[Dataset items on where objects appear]
-*-

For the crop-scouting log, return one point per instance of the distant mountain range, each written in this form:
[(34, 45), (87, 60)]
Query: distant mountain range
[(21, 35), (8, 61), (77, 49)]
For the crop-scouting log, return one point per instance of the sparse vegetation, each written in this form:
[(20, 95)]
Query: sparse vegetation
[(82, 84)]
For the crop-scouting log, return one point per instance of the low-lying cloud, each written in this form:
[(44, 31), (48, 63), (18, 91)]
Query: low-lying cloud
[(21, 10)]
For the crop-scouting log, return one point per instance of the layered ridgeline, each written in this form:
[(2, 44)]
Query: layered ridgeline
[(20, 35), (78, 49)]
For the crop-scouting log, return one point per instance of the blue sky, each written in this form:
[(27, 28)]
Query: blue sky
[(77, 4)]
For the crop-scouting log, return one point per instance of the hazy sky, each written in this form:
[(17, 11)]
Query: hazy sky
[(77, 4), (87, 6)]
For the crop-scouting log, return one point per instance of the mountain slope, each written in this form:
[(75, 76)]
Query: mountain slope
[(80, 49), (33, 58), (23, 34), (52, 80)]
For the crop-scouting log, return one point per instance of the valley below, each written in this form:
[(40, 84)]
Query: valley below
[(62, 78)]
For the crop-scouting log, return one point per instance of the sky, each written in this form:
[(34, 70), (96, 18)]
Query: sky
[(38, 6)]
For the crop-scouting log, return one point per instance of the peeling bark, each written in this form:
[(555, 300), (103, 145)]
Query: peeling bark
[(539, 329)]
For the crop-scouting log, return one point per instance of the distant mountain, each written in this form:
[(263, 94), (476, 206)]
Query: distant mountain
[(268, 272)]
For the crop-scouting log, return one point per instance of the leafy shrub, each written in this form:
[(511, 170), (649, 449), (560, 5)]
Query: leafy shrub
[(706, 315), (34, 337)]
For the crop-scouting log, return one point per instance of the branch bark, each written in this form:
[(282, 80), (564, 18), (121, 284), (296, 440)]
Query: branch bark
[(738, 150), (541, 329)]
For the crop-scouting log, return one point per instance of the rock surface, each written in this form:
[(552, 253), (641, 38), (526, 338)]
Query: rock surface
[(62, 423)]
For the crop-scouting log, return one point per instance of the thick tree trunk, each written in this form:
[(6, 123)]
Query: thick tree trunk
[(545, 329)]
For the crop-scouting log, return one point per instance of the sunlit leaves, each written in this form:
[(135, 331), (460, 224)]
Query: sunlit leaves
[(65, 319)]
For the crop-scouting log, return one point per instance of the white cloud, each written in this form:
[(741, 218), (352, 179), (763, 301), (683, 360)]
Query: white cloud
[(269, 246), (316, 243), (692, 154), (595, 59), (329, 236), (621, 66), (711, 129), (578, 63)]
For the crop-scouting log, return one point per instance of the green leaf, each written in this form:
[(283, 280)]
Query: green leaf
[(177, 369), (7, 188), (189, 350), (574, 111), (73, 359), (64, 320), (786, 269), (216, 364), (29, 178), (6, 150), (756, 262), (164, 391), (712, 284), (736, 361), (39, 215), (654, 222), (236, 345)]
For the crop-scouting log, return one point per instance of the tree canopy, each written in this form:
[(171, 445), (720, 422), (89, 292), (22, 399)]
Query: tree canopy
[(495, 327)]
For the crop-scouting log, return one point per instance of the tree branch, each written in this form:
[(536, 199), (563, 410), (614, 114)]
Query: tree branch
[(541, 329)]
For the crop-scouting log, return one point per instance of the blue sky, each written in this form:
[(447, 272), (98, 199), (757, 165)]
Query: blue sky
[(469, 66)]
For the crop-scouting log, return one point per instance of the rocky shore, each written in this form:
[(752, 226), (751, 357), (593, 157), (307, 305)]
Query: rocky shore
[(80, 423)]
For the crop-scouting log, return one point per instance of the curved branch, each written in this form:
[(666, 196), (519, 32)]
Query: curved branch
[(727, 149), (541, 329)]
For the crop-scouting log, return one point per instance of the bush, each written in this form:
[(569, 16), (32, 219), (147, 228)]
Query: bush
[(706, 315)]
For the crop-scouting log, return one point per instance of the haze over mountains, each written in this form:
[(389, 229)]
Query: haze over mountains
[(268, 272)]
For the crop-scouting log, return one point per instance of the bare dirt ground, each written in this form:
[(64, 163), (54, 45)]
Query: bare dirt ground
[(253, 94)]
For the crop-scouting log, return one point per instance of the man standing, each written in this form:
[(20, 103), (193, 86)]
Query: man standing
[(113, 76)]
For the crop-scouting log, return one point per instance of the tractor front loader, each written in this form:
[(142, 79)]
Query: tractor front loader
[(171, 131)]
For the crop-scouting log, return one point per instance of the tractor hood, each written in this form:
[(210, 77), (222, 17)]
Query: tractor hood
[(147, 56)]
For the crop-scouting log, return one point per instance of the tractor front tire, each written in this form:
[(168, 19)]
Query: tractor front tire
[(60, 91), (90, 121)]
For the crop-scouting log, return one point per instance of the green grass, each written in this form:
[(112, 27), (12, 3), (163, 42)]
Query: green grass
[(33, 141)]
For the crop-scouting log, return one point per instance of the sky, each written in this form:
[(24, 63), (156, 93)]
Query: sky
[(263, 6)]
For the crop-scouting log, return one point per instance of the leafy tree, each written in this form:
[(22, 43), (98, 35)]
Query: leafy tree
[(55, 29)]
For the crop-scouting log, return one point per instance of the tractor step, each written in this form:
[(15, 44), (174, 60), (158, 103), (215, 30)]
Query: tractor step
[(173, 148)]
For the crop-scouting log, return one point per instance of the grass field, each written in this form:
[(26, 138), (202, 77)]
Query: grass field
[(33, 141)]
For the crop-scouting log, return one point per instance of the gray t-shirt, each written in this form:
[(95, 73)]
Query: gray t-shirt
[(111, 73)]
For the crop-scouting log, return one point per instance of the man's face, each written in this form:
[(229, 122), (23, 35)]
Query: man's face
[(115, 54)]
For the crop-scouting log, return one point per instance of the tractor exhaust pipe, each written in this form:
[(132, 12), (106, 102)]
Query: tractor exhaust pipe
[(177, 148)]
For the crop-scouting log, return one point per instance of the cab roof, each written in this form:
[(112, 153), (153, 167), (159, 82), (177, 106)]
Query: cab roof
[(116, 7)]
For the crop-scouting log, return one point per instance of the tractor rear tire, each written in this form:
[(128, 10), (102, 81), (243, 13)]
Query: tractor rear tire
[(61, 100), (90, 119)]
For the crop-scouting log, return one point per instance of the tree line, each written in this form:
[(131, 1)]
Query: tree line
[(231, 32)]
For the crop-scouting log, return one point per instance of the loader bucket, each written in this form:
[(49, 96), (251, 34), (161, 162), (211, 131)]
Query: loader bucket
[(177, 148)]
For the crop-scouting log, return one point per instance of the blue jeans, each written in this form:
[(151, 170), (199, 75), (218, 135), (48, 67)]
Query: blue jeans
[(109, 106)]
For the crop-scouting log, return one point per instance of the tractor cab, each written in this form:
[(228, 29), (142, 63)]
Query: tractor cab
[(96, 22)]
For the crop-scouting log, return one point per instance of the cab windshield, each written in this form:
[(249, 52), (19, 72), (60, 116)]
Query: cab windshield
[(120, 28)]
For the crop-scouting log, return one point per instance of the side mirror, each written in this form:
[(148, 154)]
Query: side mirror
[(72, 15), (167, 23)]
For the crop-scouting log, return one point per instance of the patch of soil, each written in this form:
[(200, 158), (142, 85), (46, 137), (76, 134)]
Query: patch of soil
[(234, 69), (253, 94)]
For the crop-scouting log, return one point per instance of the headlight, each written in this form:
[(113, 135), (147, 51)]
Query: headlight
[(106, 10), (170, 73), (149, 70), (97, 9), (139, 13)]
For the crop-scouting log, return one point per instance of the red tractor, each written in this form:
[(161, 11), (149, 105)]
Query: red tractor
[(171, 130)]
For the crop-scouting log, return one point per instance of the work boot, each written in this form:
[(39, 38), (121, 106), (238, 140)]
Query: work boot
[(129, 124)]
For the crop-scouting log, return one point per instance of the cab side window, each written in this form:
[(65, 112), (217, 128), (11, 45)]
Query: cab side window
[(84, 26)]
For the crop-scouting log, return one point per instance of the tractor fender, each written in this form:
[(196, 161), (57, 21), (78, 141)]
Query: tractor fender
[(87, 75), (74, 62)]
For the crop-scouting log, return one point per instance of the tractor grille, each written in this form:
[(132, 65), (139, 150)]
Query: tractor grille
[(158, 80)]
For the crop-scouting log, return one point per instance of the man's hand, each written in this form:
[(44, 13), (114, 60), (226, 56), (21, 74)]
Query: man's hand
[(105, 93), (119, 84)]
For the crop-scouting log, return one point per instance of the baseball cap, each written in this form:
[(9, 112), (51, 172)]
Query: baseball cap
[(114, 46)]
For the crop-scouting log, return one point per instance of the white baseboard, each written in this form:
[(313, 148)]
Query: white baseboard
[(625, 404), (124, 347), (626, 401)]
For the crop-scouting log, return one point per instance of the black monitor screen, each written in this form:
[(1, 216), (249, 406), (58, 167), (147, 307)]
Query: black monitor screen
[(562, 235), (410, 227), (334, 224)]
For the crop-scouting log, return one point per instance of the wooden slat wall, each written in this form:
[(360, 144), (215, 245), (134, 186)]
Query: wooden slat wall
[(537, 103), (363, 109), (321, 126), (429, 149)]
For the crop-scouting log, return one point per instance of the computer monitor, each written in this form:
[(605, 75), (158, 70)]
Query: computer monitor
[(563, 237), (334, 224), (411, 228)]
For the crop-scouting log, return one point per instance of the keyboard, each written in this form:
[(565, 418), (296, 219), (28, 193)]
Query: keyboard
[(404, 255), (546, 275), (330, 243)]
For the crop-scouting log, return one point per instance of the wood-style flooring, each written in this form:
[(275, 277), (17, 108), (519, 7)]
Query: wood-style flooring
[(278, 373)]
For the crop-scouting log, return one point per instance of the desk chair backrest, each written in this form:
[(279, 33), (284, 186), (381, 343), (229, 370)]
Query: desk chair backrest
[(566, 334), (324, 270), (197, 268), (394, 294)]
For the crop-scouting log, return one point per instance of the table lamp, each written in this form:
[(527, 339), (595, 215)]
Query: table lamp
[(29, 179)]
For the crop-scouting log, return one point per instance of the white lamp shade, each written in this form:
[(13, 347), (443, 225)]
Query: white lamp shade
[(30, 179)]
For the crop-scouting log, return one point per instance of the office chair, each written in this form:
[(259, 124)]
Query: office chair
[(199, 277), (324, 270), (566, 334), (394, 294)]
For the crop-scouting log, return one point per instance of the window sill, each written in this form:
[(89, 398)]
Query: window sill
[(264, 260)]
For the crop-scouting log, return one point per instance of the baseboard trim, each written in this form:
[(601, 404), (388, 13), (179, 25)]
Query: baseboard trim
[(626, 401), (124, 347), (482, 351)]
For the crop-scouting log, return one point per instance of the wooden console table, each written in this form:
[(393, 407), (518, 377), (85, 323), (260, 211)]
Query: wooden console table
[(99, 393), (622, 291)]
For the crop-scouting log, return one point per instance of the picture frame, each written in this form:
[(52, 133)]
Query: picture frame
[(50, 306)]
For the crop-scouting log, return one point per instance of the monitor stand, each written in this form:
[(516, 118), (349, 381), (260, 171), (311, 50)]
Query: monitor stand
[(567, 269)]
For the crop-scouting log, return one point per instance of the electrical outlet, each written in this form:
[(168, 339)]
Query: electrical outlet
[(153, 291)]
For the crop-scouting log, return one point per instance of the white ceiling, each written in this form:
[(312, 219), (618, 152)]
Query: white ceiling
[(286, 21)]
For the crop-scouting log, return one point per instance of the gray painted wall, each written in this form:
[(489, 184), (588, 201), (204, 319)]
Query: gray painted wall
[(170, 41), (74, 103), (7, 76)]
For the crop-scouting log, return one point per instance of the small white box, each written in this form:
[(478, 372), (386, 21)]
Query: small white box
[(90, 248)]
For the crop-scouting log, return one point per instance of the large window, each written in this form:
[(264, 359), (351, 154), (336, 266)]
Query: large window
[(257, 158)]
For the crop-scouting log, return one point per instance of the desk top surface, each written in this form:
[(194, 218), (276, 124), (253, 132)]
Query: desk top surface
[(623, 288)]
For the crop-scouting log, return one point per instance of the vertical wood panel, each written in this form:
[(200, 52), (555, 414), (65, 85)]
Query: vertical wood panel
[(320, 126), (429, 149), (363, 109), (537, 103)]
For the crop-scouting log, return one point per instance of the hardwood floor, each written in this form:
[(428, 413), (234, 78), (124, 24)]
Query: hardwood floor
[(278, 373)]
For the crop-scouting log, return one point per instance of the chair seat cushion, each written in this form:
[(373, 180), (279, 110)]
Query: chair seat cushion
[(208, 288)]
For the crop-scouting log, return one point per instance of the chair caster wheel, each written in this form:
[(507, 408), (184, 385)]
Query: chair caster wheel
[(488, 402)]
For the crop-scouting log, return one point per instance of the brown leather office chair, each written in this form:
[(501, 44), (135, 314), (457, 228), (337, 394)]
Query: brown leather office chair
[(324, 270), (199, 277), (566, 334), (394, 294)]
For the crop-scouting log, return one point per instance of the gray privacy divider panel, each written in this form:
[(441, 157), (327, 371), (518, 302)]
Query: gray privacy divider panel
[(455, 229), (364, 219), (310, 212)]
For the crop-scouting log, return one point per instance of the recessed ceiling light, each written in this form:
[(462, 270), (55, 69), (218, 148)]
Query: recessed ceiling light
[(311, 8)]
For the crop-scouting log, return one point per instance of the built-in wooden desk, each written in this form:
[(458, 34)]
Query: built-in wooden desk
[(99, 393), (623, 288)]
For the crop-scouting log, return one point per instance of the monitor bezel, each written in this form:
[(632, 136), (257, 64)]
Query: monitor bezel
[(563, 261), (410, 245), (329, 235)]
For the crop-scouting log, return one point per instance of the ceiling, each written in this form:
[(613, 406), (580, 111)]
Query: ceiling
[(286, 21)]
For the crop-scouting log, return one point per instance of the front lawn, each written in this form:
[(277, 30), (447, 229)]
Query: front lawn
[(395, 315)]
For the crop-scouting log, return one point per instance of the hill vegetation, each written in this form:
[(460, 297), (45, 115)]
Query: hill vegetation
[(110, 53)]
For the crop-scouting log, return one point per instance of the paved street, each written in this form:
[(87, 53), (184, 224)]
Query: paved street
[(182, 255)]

-*-

Exercise task: Copy everything from the start of the items down to the line containing "[(20, 35), (78, 49)]", swapping "crop-scouting log" for "field survey log" and leaving all else unchanged.

Solved problem:
For the field survey log, return one point per instance of the distant mountain range, each written in this form:
[(34, 45), (87, 60)]
Query: distant mountain range
[(21, 35), (8, 61), (77, 49)]
For the field survey log, return one point per instance of the sparse vegetation, each written in this form:
[(20, 95)]
Query: sparse vegetation
[(82, 84)]
For the field survey log, return one point per instance of the low-lying cloud, each written in this form:
[(44, 31), (48, 63), (18, 91)]
Query: low-lying cloud
[(21, 10)]
For the field survey log, return one point per instance of the layered ridgeline, each written in this form:
[(2, 44)]
Query: layered ridgeline
[(20, 35), (78, 49)]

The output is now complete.